## Records from a data source
________
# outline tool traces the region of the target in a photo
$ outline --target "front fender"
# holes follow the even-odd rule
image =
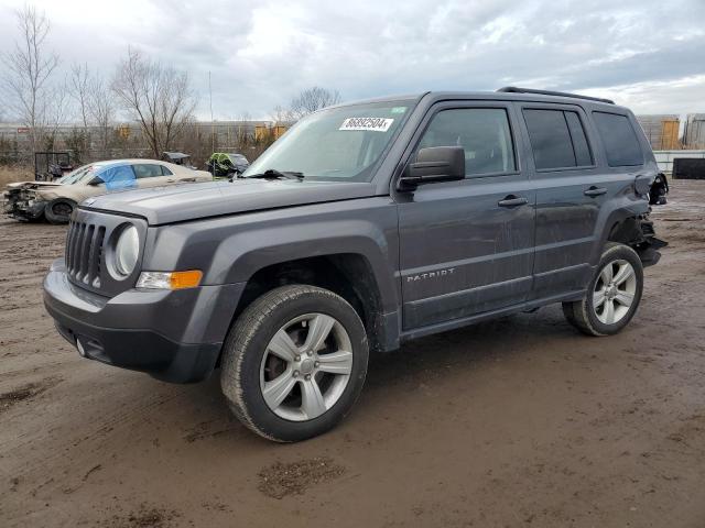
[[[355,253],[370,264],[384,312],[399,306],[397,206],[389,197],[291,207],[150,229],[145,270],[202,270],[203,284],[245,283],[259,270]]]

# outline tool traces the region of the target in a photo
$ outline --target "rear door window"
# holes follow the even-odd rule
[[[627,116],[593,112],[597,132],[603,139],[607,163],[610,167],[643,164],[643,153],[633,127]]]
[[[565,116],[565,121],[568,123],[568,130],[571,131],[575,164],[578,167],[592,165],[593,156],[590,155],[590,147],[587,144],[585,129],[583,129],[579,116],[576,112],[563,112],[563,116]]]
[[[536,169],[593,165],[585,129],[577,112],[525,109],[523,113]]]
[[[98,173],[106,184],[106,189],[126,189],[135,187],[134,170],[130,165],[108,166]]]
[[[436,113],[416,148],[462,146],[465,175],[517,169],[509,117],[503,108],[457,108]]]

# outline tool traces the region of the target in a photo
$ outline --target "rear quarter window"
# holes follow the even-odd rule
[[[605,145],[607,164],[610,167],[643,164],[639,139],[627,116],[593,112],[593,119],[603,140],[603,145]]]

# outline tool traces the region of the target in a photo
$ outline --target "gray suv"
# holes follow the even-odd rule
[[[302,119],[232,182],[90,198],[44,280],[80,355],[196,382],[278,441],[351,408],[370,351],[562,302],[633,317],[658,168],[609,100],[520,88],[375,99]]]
________
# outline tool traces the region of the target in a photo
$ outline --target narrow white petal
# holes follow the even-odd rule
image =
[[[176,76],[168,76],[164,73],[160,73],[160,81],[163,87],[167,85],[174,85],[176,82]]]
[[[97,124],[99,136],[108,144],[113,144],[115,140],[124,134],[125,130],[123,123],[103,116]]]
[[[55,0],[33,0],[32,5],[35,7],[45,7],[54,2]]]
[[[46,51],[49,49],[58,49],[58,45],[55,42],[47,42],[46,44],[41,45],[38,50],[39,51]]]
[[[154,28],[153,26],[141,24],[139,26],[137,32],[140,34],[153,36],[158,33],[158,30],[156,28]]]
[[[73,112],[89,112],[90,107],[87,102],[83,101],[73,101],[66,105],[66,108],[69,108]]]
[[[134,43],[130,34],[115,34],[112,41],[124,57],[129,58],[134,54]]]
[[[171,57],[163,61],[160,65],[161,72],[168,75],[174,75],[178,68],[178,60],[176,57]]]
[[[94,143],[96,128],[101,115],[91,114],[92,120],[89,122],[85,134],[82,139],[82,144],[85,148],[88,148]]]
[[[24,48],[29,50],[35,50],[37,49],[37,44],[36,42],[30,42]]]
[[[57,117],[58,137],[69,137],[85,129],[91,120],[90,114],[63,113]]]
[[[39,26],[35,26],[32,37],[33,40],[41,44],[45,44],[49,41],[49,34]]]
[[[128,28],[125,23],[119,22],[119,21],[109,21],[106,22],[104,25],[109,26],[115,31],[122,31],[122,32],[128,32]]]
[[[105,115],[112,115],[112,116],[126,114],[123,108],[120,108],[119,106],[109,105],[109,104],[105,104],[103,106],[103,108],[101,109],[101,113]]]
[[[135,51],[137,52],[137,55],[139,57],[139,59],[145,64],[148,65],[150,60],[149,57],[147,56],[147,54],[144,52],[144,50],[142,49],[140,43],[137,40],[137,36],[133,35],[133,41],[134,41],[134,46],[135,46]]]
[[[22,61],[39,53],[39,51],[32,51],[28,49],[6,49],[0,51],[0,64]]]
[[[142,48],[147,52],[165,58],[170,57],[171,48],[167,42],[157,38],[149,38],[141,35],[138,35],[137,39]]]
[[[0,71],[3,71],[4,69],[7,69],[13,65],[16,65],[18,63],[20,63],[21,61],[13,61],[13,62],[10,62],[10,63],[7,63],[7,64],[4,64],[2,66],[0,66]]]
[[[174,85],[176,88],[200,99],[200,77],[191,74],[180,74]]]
________
## Stated problem
Report each line of the records above that contains the string "rear", copying every such line in full.

## Task response
$ outline --target "rear door window"
$ outline --target "rear quarter window"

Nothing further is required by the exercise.